-------- Page --------
August 21, 2008
Albuquerque Journal Business Outlook
One-On-One with Lee Reynis
At a Glance
By Autumn Gray , Assistant Business EditorTHE BASICS:
Born Lee A. Reynis, May 25, 1948, in Worcester, Mass.; married to David Stryker since 1979; two daughters, Anna and Kate; undergraduate degree in economics from Mount Holyoke, and masters and doctorate degrees in economics from the University of Michigan.
POSITION:
Director of the University of New Mexico’s Bureau of Business and Economic Research — the first woman to head the organization since its inception in 1945; director of the Institute for Applied Research Services; former chief economist for the State Department of Finance and Administration and former city economist for the City of Albuquerque.
WHAT YOU DIDN’T KNOW:
She and her husband plan to climb Mount Kilimanjaro this year. “We’re going in a bad month in terms of weather. We’re going in December.”
Albuquerque’s pre-eminent economist Lee Reynis has no particular affinity for numbers; it’s people she’s curious about.
And meandering trails. And what that mountain over there would be like to climb. And what makes one Nepal village different from its neighbor. And how to sketch a person just so.
Reynis, who found her New England blood ran truer in the mountain West, is in so many ways more Georgia O’Keeffe than one might expect of the director of UNM’s Bureau of Business and Economic Research.
Yes, there’s the coarse silver hair pulled back in a loose bun and the naturally tanned face and high cheek bones. And you can’t miss the bright orange scarf slung artfully over her shoulders. But the comparison also meets at the soul.
-------- Entries provided --------
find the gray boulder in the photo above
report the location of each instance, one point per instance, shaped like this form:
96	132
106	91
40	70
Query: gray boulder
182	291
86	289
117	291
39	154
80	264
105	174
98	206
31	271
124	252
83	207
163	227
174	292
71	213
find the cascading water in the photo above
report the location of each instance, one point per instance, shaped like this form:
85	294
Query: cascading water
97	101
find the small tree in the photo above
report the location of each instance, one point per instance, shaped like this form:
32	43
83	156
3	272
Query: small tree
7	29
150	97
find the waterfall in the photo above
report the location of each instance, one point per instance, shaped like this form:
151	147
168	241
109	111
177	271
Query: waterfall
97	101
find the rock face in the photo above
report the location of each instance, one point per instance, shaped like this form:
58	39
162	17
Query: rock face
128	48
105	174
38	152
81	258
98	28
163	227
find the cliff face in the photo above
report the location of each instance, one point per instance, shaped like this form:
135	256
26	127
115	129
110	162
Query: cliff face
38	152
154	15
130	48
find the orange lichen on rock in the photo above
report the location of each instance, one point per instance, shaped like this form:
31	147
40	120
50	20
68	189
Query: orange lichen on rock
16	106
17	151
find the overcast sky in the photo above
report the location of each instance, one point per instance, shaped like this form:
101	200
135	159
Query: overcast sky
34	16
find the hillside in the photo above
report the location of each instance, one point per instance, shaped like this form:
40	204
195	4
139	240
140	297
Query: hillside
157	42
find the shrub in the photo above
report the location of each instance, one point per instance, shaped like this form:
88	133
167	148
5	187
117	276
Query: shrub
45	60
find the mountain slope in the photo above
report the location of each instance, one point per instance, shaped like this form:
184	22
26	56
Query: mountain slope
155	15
--------
-------- Entries provided --------
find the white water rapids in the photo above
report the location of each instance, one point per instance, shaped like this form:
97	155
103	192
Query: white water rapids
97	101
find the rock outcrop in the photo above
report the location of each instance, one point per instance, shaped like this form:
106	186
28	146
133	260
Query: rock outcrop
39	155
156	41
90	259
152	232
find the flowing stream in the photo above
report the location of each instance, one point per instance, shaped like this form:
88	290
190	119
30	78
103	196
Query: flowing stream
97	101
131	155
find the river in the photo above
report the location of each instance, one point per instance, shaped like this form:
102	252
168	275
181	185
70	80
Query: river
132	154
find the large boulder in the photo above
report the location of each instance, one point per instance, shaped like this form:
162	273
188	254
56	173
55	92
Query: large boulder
--------
• **Exercise**
Copy the Lee Reynis profile, everything from "Albuquerque’s pre-eminent economist" down to "person just so.", and swap "meandering" for "winding". Draw only on the Lee Reynis profile.

• **Exercise solution**
Albuquerque’s pre-eminent economist Lee Reynis has no particular affinity for numbers; it’s people she’s curious about.
And winding trails. And what that mountain over there would be like to climb. And what makes one Nepal village different from its neighbor. And how to sketch a person just so.